What the exercise asks – Set down the records again. Every word and mark must match exactly.

-- The input follows --

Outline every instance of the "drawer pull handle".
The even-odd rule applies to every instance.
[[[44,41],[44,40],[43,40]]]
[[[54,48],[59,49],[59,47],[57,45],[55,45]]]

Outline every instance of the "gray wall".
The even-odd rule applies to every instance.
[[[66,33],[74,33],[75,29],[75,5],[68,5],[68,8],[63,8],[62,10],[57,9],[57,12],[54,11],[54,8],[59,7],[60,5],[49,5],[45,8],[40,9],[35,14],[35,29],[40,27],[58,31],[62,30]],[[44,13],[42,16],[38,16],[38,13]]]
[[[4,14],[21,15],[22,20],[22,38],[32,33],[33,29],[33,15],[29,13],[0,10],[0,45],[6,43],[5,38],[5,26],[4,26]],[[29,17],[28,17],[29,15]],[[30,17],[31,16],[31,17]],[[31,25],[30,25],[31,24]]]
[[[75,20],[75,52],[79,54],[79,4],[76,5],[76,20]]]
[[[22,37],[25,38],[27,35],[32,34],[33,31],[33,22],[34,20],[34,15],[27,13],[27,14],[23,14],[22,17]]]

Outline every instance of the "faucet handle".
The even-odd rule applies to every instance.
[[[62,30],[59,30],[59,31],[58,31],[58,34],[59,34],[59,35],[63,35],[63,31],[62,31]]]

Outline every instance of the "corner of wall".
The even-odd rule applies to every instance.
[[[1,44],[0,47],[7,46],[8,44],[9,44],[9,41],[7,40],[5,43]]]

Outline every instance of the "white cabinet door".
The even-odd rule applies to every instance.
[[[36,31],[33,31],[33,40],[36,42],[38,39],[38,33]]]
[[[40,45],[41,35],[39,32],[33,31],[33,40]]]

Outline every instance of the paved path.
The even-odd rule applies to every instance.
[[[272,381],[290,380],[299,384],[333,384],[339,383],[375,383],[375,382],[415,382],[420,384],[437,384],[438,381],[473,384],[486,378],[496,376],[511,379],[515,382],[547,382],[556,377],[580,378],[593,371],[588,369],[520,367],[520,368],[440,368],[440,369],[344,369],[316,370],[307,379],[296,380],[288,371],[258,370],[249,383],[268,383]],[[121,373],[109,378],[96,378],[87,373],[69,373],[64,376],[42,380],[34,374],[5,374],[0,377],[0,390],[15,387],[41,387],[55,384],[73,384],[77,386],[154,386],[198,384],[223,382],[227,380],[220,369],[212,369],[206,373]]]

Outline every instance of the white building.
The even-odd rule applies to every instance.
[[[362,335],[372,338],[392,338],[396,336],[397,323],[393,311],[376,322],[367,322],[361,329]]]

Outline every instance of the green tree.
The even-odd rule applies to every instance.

-- The input concluded --

Result of this task –
Outline every instance of the "drawer pull handle".
The even-odd rule applies to every instance.
[[[44,41],[44,40],[43,40]]]
[[[54,48],[59,49],[59,47],[57,45],[55,45]]]

Outline every instance of the "gray wall".
The even-odd rule applies to every instance.
[[[66,33],[74,33],[75,29],[75,5],[68,5],[68,8],[63,8],[62,10],[57,9],[57,12],[54,11],[54,8],[59,7],[60,5],[49,5],[45,8],[40,9],[35,14],[35,29],[40,27],[58,31],[62,30]],[[44,13],[42,16],[38,16],[38,13]]]
[[[4,14],[21,15],[22,20],[22,38],[32,33],[33,29],[33,15],[29,13],[0,10],[0,45],[6,43],[5,38],[5,26],[4,26]],[[29,17],[28,17],[29,15]],[[30,17],[31,16],[31,17]],[[31,25],[30,25],[31,24]]]
[[[75,20],[75,52],[79,54],[79,4],[76,5],[76,20]]]
[[[22,37],[25,38],[27,35],[32,34],[33,31],[33,22],[34,20],[34,15],[27,13],[27,14],[23,14],[22,17]]]

Outline every instance of the "faucet handle".
The even-odd rule applies to every instance.
[[[62,30],[59,30],[59,31],[58,31],[58,34],[59,34],[59,35],[63,35],[63,31],[62,31]]]

Outline every instance of the "corner of wall".
The even-odd rule applies to every instance.
[[[1,44],[0,47],[7,46],[8,44],[9,44],[9,41],[7,40],[5,43]]]

Outline every instance of the "white cabinet door".
The even-odd rule applies to every instance.
[[[36,31],[33,31],[33,40],[36,42],[38,39],[38,33]]]
[[[40,45],[41,35],[39,32],[33,31],[33,40]]]

Outline every instance of the paved path.
The even-odd rule applies to every instance.
[[[272,381],[290,380],[299,384],[333,384],[339,383],[375,383],[375,382],[415,382],[420,384],[437,384],[438,381],[473,384],[486,378],[496,376],[511,379],[515,382],[547,382],[556,377],[580,378],[593,371],[588,369],[520,367],[520,368],[440,368],[440,369],[344,369],[316,370],[307,379],[296,380],[288,371],[258,370],[249,383],[268,383]],[[121,373],[109,378],[96,378],[87,373],[69,373],[64,376],[42,380],[34,374],[5,374],[0,377],[0,390],[15,387],[41,387],[55,384],[73,384],[77,386],[154,386],[198,384],[223,382],[227,380],[220,369],[212,369],[206,373]]]

Outline every instance of the white building.
The even-odd rule applies to every instance.
[[[362,335],[372,338],[392,338],[396,336],[397,323],[393,311],[376,322],[367,322],[361,329]]]

Outline every instance of the green tree.
The even-odd rule applies to every instance.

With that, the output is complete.